:: DOCUMENT EXTRACT ::
Story-A-Week #3 What She Doesn’t Like

A couple of weeks ago I overheard a woman telling another woman everything she didn’t like about the menu they were looking at in the window of a café. Some days later I read a few stories in Lydia Davis’s Varieties of Disturbance. Last Monday I had to outline my story for the Story-A-Week Challenge. I sat down, opened up my lappy and the relevant file, and began to think. I like to start with a title, I may eventually change it, but this working title acts as a kind of jumping off point. As I ruminated I remembered the woman who seemed to like nothing, and from that memory came, not just the title, but the whole story. I barely took a breath and it was done*. That’s not to say I didn’t tidy it up later: make sure the verb use was consistent, develop a few actions and/or descriptions to bring them to life, and change the ending which was, quite frankly, rather bitchy. But the original story remains intact.

:: WHAT TO WORK ON ::
**1.** Arrange everything in the records from the line containing "Expected: for every instance of the orange balloon in" down to the end of the records as a numbered list, omitting blank lines.
**2.** Pick up the account of how the story came about after its final sentence, and continue it.
The account of how the story came about is unrelated to the records.

:: DATA EXCERPTS ::
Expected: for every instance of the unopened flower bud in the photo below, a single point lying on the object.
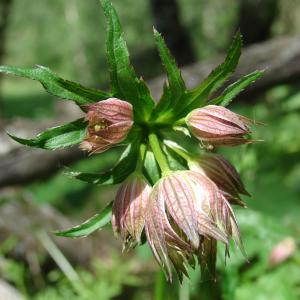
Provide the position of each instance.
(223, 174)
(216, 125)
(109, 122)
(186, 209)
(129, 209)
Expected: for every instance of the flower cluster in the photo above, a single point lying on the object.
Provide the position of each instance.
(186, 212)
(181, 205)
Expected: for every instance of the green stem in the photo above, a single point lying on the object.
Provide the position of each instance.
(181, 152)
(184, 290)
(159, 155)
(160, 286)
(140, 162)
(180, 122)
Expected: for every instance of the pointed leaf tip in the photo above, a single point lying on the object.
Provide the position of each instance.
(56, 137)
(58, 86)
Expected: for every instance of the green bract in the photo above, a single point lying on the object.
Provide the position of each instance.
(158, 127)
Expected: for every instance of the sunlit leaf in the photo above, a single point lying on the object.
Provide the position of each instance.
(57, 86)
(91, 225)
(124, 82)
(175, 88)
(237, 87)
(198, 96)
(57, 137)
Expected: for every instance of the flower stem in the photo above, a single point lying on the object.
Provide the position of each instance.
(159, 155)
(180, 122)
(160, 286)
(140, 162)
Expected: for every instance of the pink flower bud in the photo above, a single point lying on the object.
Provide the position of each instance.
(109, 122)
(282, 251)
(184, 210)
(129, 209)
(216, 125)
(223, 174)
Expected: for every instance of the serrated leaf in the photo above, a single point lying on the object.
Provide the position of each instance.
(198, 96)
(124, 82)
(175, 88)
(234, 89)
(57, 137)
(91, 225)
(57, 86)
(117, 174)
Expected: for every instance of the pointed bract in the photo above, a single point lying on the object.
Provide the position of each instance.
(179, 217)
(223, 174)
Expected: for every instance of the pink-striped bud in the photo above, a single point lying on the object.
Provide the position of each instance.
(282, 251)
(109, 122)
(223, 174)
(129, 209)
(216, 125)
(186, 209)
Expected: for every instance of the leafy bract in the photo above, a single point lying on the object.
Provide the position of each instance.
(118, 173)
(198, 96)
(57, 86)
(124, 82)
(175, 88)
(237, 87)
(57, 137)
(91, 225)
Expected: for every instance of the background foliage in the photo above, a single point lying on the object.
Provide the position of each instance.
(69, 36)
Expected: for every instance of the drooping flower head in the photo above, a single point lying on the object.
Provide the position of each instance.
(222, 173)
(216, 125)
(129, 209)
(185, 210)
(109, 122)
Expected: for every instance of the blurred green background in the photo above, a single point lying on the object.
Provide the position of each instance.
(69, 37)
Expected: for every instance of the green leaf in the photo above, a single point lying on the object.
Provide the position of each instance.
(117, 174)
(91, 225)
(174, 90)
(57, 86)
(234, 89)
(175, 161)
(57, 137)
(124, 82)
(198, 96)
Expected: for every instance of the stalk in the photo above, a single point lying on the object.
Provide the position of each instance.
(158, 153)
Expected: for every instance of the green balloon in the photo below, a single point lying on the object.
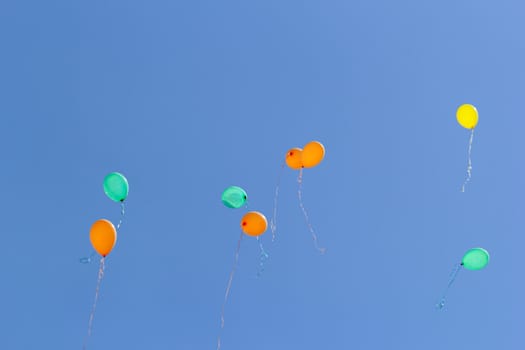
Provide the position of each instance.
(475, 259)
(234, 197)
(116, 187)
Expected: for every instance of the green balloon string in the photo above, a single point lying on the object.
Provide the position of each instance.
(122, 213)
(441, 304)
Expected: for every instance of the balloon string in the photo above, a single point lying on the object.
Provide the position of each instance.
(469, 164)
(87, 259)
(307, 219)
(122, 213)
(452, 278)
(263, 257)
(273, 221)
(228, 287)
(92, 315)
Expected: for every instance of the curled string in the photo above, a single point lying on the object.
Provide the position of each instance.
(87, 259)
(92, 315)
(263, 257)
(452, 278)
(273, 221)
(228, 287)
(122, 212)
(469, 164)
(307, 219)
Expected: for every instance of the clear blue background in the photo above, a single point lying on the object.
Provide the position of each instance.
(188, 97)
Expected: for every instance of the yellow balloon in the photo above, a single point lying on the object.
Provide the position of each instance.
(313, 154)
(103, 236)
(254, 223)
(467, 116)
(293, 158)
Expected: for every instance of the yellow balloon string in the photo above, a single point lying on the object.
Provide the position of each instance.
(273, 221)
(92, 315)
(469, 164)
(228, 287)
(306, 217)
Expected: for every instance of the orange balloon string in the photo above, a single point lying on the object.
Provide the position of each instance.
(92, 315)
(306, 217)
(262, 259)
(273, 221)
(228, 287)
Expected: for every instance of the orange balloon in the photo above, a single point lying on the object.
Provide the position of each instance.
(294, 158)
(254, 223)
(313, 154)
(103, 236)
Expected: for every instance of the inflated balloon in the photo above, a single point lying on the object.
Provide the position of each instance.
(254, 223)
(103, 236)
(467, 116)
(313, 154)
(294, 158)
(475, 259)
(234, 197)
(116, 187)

:: OUTPUTS FOR THE TASKS ::
**1.**
1. Expected: for every instance of the orange balloon in the photo above, a single point lying on the object.
2. Provide the position of each instance.
3. (294, 158)
4. (254, 223)
5. (313, 154)
6. (103, 236)
7. Expected: for every instance of the inflated balloon in the photo above, a single point lying on the object.
8. Provide the position of each instance.
9. (254, 223)
10. (103, 236)
11. (467, 116)
12. (313, 154)
13. (294, 158)
14. (475, 259)
15. (234, 197)
16. (116, 187)

**2.**
What She Doesn’t Like

She can’t have a scone, she tells the waiter, unless he can assure her it doesn’t contain cream of tartar. She doesn’t like cream of tartar. He goes to find out and while he’s gone she tells us of the terrible morning she’s had: the cafe across the street had been unable to burn the bacon for her sandwich properly. She sent it back three times to be further burnt, but it returned every time not burnt enough. She left without eating it. Now she is in this awful position and may not be able to have a scone. We all hope there’s no cream of tartar present. 
She is new to our group, new in town. Ali met her in the farm shop and, inexplicably, invited her to our Christmas gathering, where she’d been unable to eat the trifle I’d made. She doesn’t like fruit in puddings, and she doesn’t like custard. She also couldn’t even look at Kate’s Lemon Drizzle cake due to lemon being fruit. And she couldn’t eat the salad because it had been dressed: she doesn’t like salad dressing. I can’t remember which component offended her most: the oil, the vinegar, or the herbs. Perhaps it was fruity.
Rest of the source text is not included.